Items from a dataset
---
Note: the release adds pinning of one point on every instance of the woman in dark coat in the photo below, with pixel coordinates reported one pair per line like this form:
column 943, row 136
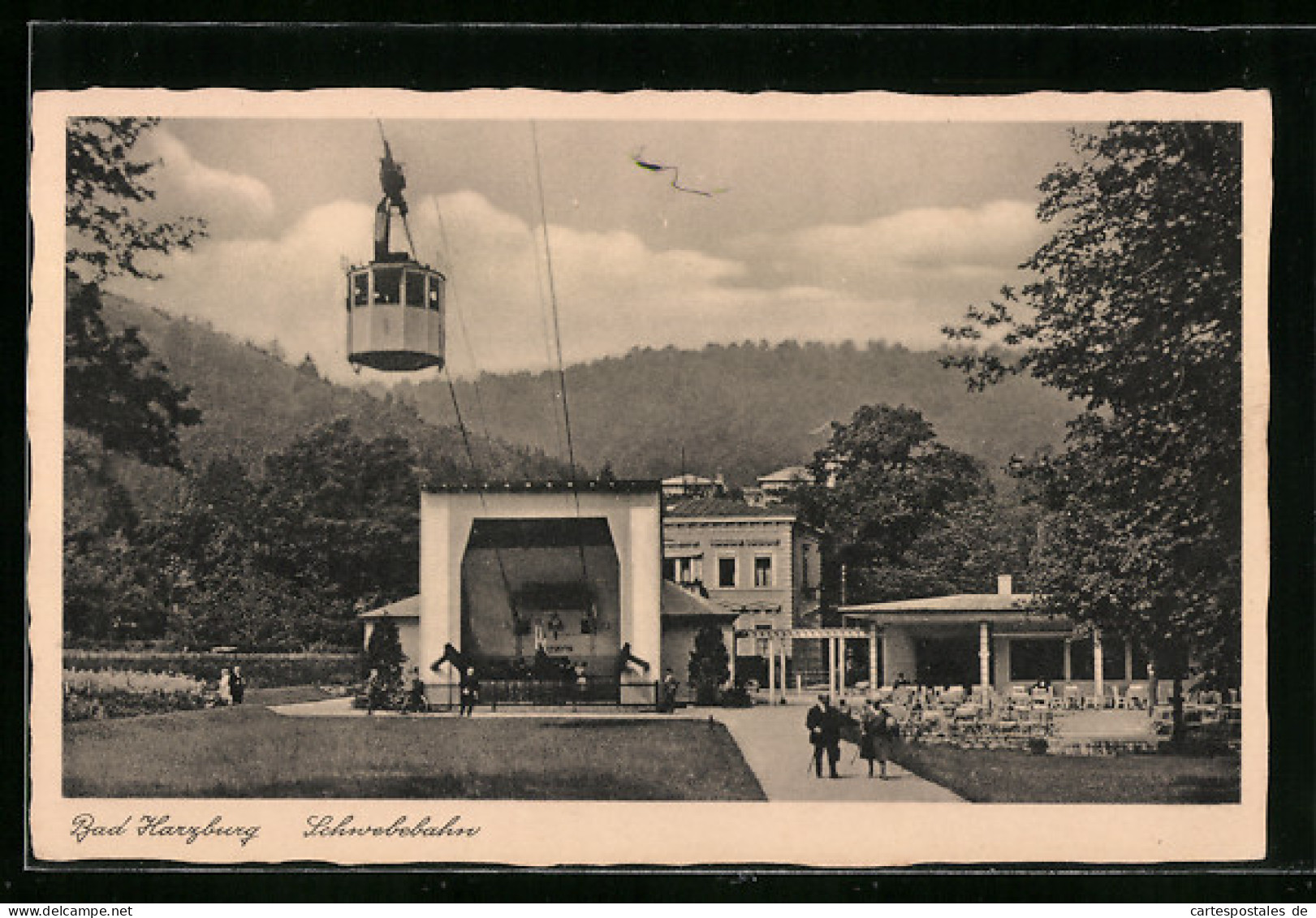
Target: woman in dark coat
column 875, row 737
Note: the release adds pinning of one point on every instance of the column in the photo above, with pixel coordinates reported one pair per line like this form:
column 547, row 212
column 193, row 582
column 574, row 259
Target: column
---
Given exercise = In the rows above, substitute "update" for every "release" and change nothing else. Leave the pictures out of your answer.

Correct response =
Note: the update adds pinning of one point on every instance of the woman in dark coat in the photo below, with pixel coordinates reported one pair per line like this form:
column 943, row 136
Target: woman in dark coat
column 875, row 737
Note: the update adds pinning of one point on every instance of the column in the photo above, with pixel coordinates reported one pair per line like this form:
column 547, row 212
column 193, row 582
column 574, row 259
Target: column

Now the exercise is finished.